··· MATERIAL TO PROCESS ···

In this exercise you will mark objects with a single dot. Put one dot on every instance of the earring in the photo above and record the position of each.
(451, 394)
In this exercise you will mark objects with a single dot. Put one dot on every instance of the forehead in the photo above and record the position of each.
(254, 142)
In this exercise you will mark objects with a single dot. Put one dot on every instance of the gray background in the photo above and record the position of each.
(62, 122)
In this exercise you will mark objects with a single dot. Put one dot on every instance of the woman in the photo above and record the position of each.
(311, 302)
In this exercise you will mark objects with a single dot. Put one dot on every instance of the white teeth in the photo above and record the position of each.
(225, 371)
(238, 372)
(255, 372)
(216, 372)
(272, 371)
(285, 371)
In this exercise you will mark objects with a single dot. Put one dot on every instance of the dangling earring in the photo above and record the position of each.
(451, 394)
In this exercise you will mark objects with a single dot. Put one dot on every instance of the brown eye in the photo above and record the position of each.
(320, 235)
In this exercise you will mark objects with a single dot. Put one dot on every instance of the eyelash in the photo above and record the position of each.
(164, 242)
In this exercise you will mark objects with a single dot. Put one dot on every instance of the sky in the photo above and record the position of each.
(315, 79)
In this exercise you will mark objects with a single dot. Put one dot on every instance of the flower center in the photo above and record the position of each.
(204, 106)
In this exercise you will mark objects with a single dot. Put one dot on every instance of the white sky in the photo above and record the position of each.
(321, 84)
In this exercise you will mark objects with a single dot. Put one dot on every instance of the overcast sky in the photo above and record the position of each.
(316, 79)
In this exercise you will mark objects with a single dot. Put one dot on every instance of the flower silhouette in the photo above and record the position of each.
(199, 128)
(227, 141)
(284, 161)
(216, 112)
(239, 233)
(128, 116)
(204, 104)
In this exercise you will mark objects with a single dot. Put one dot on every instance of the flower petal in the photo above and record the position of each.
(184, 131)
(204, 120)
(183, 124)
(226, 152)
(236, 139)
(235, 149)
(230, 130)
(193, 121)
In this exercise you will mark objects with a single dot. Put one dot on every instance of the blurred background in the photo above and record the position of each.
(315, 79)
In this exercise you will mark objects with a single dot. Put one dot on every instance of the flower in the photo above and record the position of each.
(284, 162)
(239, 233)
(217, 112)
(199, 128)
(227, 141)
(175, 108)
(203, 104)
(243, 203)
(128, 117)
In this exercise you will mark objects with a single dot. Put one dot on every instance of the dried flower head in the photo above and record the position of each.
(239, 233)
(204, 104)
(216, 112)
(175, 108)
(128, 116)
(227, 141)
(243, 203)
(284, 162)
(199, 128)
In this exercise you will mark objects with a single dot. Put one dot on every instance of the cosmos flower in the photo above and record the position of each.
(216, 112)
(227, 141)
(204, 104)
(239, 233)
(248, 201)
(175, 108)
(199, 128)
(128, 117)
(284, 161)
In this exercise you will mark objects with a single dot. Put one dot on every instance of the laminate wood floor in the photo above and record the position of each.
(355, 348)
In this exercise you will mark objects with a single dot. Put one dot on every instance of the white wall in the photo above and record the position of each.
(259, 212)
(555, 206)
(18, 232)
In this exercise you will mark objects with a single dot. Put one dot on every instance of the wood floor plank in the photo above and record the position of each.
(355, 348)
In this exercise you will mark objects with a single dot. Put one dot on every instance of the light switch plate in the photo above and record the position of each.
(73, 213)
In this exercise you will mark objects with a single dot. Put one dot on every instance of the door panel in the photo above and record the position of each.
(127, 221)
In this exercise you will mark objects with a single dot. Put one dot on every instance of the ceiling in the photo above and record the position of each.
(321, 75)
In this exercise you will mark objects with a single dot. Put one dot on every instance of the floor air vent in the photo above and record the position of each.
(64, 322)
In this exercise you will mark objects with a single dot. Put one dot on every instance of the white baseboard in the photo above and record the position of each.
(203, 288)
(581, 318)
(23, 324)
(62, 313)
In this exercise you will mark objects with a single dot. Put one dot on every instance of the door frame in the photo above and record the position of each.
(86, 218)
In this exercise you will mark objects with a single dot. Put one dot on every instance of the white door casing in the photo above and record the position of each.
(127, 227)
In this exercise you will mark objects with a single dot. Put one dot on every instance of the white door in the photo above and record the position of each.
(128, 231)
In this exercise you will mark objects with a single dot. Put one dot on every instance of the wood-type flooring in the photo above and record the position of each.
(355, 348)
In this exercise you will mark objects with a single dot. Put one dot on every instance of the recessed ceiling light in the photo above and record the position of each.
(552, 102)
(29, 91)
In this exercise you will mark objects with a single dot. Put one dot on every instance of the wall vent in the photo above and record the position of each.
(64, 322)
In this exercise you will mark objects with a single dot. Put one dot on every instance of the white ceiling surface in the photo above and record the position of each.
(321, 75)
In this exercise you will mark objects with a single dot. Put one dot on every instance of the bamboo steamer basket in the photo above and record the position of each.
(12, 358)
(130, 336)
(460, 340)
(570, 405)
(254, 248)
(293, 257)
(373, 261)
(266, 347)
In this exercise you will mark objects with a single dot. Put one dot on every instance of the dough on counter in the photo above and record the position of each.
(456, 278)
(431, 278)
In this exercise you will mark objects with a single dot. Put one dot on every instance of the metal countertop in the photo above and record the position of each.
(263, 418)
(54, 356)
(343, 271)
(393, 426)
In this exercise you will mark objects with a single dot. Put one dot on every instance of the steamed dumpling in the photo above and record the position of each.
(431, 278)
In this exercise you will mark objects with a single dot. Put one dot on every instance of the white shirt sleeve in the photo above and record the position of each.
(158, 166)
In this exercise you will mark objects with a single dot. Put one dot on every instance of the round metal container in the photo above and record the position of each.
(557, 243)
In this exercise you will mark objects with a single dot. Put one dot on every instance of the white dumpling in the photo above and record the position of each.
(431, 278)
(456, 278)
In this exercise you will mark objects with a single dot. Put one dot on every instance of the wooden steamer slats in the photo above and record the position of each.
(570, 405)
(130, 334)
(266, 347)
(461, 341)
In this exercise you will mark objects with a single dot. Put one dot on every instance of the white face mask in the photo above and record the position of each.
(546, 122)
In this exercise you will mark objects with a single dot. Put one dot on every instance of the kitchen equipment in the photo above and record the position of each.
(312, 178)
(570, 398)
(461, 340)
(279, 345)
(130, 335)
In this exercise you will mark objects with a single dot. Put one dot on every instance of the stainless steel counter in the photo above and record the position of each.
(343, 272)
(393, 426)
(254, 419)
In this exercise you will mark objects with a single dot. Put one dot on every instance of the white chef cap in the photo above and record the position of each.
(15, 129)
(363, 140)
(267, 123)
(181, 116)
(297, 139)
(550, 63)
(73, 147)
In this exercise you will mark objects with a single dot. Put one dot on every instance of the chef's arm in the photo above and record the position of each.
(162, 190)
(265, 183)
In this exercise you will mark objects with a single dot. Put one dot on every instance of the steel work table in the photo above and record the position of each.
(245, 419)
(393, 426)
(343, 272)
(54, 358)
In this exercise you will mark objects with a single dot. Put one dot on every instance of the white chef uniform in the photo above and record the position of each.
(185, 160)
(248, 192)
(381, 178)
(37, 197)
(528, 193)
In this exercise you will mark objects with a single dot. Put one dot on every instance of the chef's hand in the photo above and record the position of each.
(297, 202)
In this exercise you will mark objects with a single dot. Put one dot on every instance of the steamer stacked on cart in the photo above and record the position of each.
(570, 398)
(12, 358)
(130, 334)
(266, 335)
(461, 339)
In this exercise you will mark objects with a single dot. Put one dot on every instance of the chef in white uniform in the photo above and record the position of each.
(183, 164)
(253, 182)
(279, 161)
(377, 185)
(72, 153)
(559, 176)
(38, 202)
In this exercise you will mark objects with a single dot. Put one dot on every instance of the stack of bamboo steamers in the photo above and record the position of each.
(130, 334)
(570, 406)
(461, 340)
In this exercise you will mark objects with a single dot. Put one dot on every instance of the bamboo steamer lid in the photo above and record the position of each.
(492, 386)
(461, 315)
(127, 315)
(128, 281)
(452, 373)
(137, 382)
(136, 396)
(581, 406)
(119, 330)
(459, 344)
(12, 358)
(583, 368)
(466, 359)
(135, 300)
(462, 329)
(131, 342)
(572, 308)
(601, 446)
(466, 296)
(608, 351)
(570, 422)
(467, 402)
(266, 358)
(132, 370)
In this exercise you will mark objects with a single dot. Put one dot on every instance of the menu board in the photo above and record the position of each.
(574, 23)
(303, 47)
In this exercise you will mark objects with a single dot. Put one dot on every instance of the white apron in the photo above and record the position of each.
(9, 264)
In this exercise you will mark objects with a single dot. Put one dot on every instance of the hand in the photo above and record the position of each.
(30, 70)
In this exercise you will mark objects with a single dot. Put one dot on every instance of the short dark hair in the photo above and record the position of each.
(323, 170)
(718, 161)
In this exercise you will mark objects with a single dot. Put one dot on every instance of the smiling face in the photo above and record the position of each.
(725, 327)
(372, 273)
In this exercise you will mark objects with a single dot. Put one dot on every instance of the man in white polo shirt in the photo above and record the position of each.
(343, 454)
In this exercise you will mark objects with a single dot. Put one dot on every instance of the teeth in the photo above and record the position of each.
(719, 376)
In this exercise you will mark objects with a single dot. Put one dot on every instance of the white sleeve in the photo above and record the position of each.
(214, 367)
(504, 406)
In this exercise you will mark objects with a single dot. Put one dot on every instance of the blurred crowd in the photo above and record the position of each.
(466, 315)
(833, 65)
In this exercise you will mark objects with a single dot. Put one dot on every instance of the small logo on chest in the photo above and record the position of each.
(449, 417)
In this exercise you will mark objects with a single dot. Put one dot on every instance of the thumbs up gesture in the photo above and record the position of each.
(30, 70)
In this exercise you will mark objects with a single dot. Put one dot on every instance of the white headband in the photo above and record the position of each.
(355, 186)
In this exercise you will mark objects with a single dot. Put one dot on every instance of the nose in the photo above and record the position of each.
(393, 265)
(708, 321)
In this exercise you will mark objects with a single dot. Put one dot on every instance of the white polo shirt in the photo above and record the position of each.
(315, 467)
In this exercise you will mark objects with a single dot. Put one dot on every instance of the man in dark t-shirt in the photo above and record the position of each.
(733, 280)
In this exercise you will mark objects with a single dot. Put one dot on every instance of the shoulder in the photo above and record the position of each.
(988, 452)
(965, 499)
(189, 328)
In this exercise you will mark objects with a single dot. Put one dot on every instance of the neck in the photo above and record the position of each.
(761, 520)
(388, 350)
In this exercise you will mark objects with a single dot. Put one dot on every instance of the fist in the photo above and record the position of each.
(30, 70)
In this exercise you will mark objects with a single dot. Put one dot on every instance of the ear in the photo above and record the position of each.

···

**PROBLEM:**
Reproduce only the lines running from the one with "of the shoulder" through the final line of the listing above, both ends included.

**OUTPUT FOR THIS EXERCISE:**
In this exercise you will mark objects with a single dot. Put one dot on every instance of the shoulder in the photo above and record the position of each.
(988, 452)
(965, 499)
(189, 328)
In this exercise you will mark objects with a single dot. Put one dot on every instance of the neck in the photo above and record the position of each.
(761, 520)
(388, 350)
In this exercise you will mark objects with a single dot. Put one dot on every instance of the fist in the photo above and record the position of each.
(30, 70)
In this exercise you will mark objects with a single dot. Put one dot on every instance of the ear in the photo above and record the position of each.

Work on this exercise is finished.